Point labeling data based on photos:
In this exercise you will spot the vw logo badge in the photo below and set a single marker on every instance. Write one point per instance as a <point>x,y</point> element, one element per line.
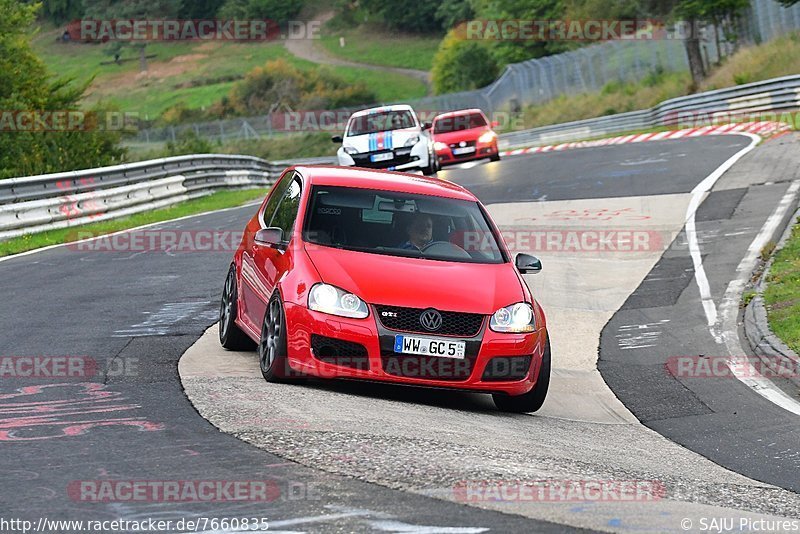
<point>431,319</point>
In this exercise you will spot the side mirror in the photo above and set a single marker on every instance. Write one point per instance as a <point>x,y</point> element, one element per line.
<point>271,237</point>
<point>527,264</point>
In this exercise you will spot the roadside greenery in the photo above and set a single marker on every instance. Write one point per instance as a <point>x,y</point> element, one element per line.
<point>782,295</point>
<point>215,201</point>
<point>27,86</point>
<point>779,57</point>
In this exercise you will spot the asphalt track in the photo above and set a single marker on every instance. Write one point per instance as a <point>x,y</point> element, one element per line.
<point>146,309</point>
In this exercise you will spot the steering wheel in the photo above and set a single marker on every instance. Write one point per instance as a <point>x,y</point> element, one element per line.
<point>445,249</point>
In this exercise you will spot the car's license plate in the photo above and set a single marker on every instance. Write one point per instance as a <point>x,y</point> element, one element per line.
<point>381,157</point>
<point>429,346</point>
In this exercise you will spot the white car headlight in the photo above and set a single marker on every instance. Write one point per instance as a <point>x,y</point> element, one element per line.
<point>330,299</point>
<point>487,137</point>
<point>517,318</point>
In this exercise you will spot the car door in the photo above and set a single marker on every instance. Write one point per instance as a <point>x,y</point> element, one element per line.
<point>270,263</point>
<point>253,291</point>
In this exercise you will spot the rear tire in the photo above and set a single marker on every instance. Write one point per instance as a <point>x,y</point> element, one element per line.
<point>272,351</point>
<point>231,336</point>
<point>531,401</point>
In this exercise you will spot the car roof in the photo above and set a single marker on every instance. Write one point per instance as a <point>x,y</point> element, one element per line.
<point>382,109</point>
<point>399,182</point>
<point>457,113</point>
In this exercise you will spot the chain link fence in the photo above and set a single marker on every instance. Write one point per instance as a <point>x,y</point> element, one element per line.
<point>536,81</point>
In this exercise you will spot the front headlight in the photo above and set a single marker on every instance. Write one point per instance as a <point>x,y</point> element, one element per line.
<point>517,318</point>
<point>330,299</point>
<point>487,137</point>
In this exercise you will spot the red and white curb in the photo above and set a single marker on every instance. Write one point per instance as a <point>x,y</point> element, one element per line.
<point>761,128</point>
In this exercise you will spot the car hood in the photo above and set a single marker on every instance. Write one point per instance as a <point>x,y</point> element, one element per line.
<point>418,283</point>
<point>381,140</point>
<point>462,135</point>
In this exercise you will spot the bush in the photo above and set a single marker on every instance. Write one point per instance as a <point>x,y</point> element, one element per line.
<point>461,65</point>
<point>278,85</point>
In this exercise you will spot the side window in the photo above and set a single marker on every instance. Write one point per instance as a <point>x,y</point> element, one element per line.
<point>275,198</point>
<point>286,214</point>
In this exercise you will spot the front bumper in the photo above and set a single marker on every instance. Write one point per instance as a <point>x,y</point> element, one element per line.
<point>482,151</point>
<point>403,158</point>
<point>363,349</point>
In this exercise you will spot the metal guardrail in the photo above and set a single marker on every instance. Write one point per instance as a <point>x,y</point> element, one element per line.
<point>770,96</point>
<point>38,203</point>
<point>60,200</point>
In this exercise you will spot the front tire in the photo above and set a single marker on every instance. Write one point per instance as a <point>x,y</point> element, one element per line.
<point>272,351</point>
<point>231,336</point>
<point>531,401</point>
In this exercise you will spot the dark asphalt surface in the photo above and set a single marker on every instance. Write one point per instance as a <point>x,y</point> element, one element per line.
<point>718,417</point>
<point>142,310</point>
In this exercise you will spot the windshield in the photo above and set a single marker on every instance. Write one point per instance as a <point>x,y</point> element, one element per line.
<point>458,123</point>
<point>400,224</point>
<point>381,122</point>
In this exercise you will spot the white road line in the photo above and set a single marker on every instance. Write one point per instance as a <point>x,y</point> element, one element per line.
<point>698,194</point>
<point>728,311</point>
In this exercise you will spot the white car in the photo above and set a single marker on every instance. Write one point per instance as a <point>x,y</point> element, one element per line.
<point>389,137</point>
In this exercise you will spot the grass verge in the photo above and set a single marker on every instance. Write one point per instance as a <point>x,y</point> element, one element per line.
<point>195,74</point>
<point>214,201</point>
<point>782,295</point>
<point>375,47</point>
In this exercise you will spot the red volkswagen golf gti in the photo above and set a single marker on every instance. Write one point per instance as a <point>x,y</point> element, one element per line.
<point>464,135</point>
<point>378,275</point>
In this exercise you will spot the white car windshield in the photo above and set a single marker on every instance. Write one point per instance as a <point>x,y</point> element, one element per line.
<point>381,122</point>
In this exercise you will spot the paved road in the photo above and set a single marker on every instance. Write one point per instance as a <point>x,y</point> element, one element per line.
<point>147,309</point>
<point>719,417</point>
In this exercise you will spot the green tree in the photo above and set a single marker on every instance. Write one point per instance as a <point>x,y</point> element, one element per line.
<point>26,86</point>
<point>507,51</point>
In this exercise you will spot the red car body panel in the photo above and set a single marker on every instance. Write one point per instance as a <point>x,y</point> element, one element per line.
<point>470,135</point>
<point>380,280</point>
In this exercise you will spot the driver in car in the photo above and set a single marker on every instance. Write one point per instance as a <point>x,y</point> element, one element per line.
<point>419,231</point>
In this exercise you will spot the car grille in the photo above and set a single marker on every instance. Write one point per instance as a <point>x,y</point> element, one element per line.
<point>362,160</point>
<point>408,320</point>
<point>506,368</point>
<point>458,144</point>
<point>426,367</point>
<point>340,352</point>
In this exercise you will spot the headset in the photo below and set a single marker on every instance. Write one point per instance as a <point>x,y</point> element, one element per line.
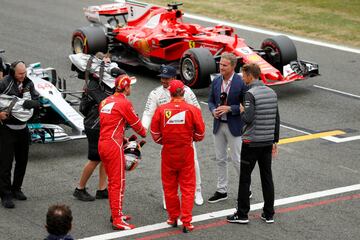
<point>13,66</point>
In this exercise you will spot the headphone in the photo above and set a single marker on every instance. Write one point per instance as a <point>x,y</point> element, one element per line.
<point>13,66</point>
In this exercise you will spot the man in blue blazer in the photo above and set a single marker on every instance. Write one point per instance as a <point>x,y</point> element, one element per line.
<point>226,94</point>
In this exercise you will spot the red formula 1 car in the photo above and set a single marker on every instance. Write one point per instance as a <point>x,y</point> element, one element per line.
<point>141,34</point>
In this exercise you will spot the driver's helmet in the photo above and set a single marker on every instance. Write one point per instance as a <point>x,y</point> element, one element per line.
<point>132,155</point>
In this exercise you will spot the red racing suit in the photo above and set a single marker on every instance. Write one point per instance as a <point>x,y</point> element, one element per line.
<point>176,125</point>
<point>115,111</point>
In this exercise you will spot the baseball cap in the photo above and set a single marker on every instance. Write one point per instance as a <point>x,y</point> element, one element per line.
<point>122,81</point>
<point>115,72</point>
<point>174,85</point>
<point>167,71</point>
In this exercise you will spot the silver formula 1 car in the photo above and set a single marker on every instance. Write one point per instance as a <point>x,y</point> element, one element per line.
<point>56,112</point>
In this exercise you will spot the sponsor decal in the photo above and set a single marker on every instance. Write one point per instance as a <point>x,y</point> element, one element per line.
<point>167,114</point>
<point>244,50</point>
<point>178,118</point>
<point>44,85</point>
<point>107,108</point>
<point>254,58</point>
<point>191,44</point>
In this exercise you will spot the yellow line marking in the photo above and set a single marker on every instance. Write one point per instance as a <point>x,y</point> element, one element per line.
<point>310,137</point>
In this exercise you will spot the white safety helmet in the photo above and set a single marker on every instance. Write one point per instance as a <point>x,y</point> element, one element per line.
<point>132,154</point>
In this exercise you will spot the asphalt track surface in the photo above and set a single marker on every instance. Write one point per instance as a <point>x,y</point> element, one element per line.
<point>41,30</point>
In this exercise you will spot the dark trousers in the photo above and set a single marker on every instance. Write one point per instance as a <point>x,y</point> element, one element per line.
<point>249,156</point>
<point>13,143</point>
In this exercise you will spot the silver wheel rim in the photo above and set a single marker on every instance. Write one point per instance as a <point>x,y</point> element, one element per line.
<point>188,69</point>
<point>78,45</point>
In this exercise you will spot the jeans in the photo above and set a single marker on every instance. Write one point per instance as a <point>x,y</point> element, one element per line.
<point>249,157</point>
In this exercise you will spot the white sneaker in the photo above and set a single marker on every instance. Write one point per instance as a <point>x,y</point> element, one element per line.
<point>198,198</point>
<point>164,203</point>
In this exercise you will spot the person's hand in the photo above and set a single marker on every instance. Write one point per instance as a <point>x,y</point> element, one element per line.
<point>223,109</point>
<point>274,151</point>
<point>28,104</point>
<point>3,115</point>
<point>242,109</point>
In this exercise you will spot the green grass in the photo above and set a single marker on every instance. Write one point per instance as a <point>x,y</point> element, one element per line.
<point>332,21</point>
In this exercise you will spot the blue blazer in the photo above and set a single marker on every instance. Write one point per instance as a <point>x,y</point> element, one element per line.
<point>235,97</point>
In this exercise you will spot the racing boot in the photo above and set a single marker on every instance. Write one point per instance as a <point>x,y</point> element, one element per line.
<point>120,224</point>
<point>172,222</point>
<point>187,227</point>
<point>124,217</point>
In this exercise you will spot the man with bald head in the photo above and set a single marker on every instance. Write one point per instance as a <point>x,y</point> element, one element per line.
<point>14,134</point>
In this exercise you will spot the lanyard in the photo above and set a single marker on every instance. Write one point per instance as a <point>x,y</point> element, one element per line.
<point>225,87</point>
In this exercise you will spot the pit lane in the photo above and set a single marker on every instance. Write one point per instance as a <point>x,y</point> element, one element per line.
<point>41,31</point>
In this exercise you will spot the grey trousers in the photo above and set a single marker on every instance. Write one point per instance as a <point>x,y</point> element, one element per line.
<point>223,140</point>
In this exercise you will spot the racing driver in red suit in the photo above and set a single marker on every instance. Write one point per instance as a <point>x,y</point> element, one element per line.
<point>115,111</point>
<point>176,125</point>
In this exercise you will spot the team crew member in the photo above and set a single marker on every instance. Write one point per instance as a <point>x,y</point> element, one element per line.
<point>96,91</point>
<point>176,125</point>
<point>14,134</point>
<point>2,68</point>
<point>227,91</point>
<point>161,95</point>
<point>261,133</point>
<point>115,111</point>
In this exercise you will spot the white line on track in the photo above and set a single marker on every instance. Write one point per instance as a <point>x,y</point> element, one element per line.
<point>337,91</point>
<point>263,31</point>
<point>349,169</point>
<point>223,213</point>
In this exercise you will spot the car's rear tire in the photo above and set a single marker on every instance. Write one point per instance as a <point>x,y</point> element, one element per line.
<point>280,51</point>
<point>89,40</point>
<point>196,65</point>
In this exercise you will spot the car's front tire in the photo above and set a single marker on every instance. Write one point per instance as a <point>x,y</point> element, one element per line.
<point>89,40</point>
<point>280,51</point>
<point>196,65</point>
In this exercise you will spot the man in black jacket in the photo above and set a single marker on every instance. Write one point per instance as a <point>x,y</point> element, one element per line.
<point>260,136</point>
<point>14,134</point>
<point>96,91</point>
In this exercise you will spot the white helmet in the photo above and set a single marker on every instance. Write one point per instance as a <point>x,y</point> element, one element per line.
<point>132,153</point>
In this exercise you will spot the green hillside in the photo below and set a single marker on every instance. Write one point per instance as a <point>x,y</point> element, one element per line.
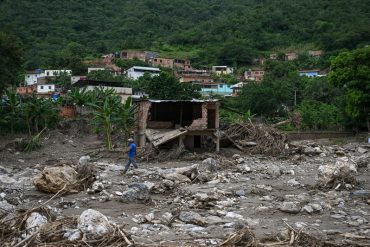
<point>208,31</point>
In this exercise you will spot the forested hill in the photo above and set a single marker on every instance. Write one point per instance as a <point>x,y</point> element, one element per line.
<point>209,31</point>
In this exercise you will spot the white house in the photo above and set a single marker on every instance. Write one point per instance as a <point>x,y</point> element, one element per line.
<point>57,72</point>
<point>94,69</point>
<point>138,71</point>
<point>45,88</point>
<point>222,70</point>
<point>31,76</point>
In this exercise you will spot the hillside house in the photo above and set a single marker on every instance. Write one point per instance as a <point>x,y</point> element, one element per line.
<point>31,77</point>
<point>123,91</point>
<point>194,76</point>
<point>290,56</point>
<point>145,56</point>
<point>47,89</point>
<point>189,123</point>
<point>309,73</point>
<point>216,88</point>
<point>56,72</point>
<point>222,70</point>
<point>237,88</point>
<point>89,70</point>
<point>317,53</point>
<point>136,72</point>
<point>254,74</point>
<point>77,78</point>
<point>27,89</point>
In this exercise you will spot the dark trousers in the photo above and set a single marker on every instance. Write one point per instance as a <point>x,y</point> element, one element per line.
<point>130,161</point>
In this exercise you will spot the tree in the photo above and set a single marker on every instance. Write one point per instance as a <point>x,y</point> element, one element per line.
<point>11,60</point>
<point>350,71</point>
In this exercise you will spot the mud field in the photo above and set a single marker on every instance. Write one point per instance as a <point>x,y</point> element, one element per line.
<point>316,196</point>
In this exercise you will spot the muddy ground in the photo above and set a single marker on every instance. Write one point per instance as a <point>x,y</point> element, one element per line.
<point>268,195</point>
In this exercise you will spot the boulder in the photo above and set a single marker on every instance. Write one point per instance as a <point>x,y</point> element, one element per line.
<point>210,164</point>
<point>192,218</point>
<point>34,222</point>
<point>177,178</point>
<point>290,207</point>
<point>84,160</point>
<point>274,170</point>
<point>93,222</point>
<point>343,171</point>
<point>5,207</point>
<point>53,179</point>
<point>138,192</point>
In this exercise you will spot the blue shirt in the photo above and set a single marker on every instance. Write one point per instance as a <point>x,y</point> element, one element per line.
<point>132,151</point>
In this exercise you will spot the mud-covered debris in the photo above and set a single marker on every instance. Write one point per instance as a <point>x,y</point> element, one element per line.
<point>54,179</point>
<point>290,207</point>
<point>34,221</point>
<point>343,171</point>
<point>138,192</point>
<point>93,222</point>
<point>192,218</point>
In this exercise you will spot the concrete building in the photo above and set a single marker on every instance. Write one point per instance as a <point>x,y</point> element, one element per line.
<point>222,70</point>
<point>188,123</point>
<point>309,73</point>
<point>254,74</point>
<point>89,70</point>
<point>194,76</point>
<point>123,91</point>
<point>32,76</point>
<point>136,72</point>
<point>45,89</point>
<point>56,72</point>
<point>216,88</point>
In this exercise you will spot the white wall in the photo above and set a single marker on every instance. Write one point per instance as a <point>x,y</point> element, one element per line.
<point>56,72</point>
<point>46,88</point>
<point>134,73</point>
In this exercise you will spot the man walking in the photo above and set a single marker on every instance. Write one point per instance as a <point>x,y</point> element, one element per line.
<point>131,155</point>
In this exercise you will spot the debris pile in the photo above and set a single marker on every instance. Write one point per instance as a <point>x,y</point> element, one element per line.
<point>255,139</point>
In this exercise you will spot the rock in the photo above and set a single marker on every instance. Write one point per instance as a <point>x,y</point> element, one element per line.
<point>210,164</point>
<point>84,160</point>
<point>167,217</point>
<point>97,186</point>
<point>290,207</point>
<point>309,150</point>
<point>72,235</point>
<point>236,156</point>
<point>343,170</point>
<point>53,179</point>
<point>308,209</point>
<point>93,222</point>
<point>192,218</point>
<point>5,207</point>
<point>274,170</point>
<point>149,217</point>
<point>5,179</point>
<point>138,192</point>
<point>177,178</point>
<point>293,182</point>
<point>34,222</point>
<point>234,215</point>
<point>240,161</point>
<point>240,192</point>
<point>361,150</point>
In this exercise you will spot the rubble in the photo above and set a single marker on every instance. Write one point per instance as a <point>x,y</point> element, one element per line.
<point>54,179</point>
<point>342,172</point>
<point>138,192</point>
<point>93,222</point>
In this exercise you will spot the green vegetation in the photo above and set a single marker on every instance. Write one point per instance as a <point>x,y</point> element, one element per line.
<point>208,32</point>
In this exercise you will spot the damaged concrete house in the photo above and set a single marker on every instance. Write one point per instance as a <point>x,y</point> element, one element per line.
<point>165,123</point>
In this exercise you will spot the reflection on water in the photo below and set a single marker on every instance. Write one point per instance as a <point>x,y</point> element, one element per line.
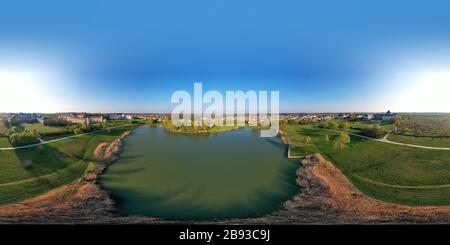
<point>178,176</point>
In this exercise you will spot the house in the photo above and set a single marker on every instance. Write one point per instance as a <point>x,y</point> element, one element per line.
<point>95,119</point>
<point>22,117</point>
<point>367,117</point>
<point>388,116</point>
<point>76,118</point>
<point>42,119</point>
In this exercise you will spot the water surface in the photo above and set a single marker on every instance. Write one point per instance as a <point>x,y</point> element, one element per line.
<point>178,176</point>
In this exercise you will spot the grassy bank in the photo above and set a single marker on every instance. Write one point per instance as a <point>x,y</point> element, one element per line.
<point>425,141</point>
<point>391,173</point>
<point>29,172</point>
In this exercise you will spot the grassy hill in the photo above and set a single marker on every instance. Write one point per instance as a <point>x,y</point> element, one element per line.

• **WHAT TO DO**
Reproduce the lines of the records verbatim, starting at the line that contains "In this exercise you will spot the red car" and ending at the line that contains "<point>226,94</point>". Leave the pictures out of your copy.

• **COMPLETED EXERCISE**
In this exercise you will spot the red car body panel in the photo above and set a single marker on every instance. Write one point per instance as a <point>x,y</point> element, one element per line.
<point>470,135</point>
<point>380,280</point>
In this exercise you will spot the driver in car in the photo above and set a single marker on every instance. Write one point per instance as a <point>x,y</point> element, one element per line.
<point>419,231</point>
In this exercise you will spot the car grille in the photo above and set a single marker on every instance. Write one point per instance as a <point>x,y</point> element, one element per line.
<point>362,160</point>
<point>408,320</point>
<point>506,368</point>
<point>458,144</point>
<point>426,367</point>
<point>340,352</point>
In this exercise you will spot the headset in the photo below and set a single marker on every instance. Write one point per instance as a <point>x,y</point> element, one element per line.
<point>13,66</point>
In this exercise you will spot the headphone in the photo above and set a single marker on every instance. Write one point per instance as a <point>x,y</point> element, one element per line.
<point>13,66</point>
In this exercise you will spot the man in blue blazer in the photo above and set a single marker on every instance. Write one point per instance as a <point>x,y</point> element, one element per line.
<point>226,94</point>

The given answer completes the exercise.